Record extracts START
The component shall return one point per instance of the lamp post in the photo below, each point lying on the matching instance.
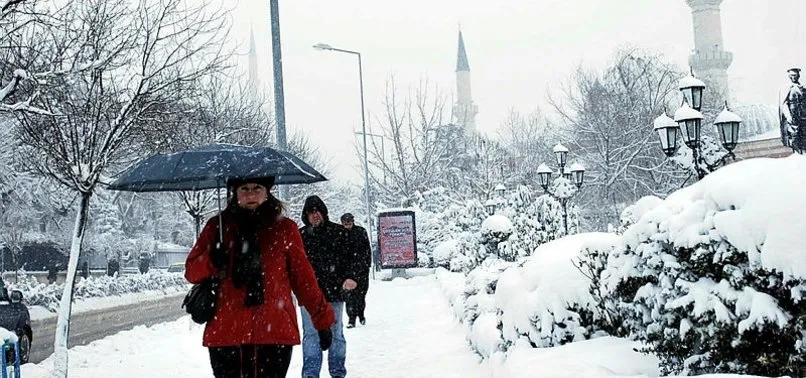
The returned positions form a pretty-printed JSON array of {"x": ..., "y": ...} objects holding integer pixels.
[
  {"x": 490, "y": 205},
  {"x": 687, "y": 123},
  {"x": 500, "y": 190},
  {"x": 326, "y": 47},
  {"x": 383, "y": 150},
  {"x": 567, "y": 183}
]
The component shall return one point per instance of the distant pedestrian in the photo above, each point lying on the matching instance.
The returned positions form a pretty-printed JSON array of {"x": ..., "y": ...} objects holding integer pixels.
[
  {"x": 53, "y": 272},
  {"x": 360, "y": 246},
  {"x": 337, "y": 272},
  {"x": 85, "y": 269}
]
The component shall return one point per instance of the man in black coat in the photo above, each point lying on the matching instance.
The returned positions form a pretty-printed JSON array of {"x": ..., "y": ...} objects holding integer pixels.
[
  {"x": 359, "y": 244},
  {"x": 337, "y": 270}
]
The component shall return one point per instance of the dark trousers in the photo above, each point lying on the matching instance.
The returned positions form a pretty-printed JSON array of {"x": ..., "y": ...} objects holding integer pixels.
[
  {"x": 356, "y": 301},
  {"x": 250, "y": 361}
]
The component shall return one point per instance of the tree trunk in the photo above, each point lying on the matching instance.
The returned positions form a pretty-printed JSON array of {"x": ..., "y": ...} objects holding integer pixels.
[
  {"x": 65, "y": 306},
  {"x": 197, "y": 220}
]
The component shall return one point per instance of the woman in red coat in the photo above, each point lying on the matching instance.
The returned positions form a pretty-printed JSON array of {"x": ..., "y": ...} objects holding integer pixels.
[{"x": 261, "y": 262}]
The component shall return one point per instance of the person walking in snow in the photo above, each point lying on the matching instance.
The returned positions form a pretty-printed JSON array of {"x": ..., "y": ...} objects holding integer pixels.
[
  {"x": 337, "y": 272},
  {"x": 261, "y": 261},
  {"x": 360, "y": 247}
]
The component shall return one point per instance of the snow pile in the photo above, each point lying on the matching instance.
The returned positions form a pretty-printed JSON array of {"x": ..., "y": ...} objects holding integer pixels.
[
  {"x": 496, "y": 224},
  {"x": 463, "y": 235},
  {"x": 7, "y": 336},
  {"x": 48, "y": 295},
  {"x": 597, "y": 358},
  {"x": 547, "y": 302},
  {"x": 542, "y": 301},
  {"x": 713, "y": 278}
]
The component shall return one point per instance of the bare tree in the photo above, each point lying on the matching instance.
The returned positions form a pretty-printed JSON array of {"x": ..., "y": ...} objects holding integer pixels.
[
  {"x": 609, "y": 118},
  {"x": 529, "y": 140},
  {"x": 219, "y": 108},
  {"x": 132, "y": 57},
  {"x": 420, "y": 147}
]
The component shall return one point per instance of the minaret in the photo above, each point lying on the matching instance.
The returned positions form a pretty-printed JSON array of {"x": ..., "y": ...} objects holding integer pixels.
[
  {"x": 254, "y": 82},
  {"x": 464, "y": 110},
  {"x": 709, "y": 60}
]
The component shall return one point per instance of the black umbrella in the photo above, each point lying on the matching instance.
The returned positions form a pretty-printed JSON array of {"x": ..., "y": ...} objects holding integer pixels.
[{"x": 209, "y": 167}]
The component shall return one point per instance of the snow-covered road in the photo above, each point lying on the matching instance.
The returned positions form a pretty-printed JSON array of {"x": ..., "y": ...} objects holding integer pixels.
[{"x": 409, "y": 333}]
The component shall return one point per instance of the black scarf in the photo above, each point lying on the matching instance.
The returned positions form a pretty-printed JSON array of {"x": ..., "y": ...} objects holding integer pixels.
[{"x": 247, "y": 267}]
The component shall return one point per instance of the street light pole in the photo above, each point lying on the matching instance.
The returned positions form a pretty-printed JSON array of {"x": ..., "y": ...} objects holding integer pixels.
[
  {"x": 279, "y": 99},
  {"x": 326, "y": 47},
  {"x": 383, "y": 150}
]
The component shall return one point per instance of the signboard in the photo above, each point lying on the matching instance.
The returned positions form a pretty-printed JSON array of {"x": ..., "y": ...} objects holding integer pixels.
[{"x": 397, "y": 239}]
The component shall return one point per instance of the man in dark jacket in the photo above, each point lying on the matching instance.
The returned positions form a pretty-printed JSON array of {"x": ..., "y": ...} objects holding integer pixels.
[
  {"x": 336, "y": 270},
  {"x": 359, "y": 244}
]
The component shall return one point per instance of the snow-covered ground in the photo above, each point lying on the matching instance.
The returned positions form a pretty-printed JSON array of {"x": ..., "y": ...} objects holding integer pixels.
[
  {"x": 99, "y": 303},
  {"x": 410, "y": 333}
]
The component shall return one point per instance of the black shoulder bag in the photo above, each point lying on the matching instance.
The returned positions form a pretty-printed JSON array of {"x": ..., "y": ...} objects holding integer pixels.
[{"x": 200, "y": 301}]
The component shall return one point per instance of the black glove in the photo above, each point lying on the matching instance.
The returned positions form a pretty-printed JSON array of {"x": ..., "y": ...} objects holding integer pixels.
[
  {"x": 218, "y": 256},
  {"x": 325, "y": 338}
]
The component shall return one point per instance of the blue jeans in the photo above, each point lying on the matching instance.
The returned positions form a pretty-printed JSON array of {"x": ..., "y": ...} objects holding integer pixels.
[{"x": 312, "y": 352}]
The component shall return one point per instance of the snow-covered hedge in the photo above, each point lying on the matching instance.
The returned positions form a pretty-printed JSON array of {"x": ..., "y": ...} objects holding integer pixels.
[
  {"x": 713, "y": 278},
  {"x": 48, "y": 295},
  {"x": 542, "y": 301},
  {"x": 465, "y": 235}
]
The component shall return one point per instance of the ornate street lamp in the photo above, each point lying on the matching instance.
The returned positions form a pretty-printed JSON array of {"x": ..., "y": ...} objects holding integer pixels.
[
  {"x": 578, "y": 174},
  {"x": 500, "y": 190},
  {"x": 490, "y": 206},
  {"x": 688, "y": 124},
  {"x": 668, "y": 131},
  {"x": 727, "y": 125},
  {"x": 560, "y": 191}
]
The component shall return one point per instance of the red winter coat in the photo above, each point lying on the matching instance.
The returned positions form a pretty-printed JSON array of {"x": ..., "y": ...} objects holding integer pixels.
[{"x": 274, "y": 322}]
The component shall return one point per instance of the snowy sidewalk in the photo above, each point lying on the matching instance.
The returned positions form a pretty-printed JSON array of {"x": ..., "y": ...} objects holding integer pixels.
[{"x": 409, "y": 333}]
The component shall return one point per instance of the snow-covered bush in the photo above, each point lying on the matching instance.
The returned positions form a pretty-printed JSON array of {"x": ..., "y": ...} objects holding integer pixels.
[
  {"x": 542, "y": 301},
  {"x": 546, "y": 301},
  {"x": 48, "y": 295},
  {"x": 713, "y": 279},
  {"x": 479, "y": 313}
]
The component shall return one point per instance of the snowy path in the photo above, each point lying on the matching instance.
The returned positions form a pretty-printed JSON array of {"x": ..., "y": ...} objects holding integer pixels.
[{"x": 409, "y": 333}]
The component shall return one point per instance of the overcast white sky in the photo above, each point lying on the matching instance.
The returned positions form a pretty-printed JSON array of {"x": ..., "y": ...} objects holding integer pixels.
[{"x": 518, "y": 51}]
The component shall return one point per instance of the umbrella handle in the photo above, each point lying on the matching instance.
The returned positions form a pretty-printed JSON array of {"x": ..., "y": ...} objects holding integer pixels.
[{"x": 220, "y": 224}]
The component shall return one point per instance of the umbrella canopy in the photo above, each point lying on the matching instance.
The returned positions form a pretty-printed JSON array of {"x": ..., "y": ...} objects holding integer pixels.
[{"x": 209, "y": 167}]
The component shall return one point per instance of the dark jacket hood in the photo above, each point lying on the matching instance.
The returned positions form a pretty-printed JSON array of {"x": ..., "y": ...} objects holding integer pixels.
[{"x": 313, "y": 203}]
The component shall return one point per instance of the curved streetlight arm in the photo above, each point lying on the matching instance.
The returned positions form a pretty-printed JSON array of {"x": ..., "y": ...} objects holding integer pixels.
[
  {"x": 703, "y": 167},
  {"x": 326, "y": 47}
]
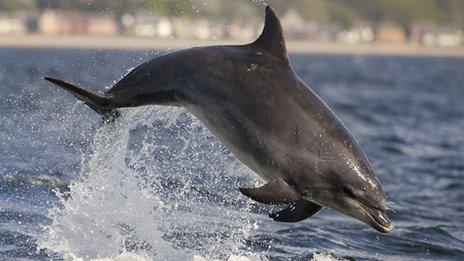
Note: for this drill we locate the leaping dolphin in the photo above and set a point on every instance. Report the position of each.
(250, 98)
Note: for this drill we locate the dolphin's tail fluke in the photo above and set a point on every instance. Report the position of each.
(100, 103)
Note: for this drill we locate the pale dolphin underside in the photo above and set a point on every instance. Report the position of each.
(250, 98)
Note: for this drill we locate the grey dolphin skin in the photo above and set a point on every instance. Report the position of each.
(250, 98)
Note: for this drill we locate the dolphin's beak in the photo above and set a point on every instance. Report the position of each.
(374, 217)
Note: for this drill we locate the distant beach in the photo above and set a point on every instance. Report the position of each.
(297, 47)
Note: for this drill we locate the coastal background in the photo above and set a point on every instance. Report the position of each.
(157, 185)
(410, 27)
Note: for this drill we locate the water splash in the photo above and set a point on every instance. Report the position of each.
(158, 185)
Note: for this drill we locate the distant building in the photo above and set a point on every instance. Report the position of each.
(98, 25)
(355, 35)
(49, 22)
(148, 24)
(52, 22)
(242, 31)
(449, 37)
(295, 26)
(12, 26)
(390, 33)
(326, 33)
Record extracts END
**What this task involves**
Filter the entries and copy out every line with the word "umbrella".

**Your solution**
The component shall return one point per instance of the black umbrella in the photo above, each point lying on the matching instance.
The component shall return one point per instance of the umbrella handle in the photo above, each point lying on the matching instance.
The component shall return one point per instance of the umbrella canopy in the photo above, each point lying on the matching instance.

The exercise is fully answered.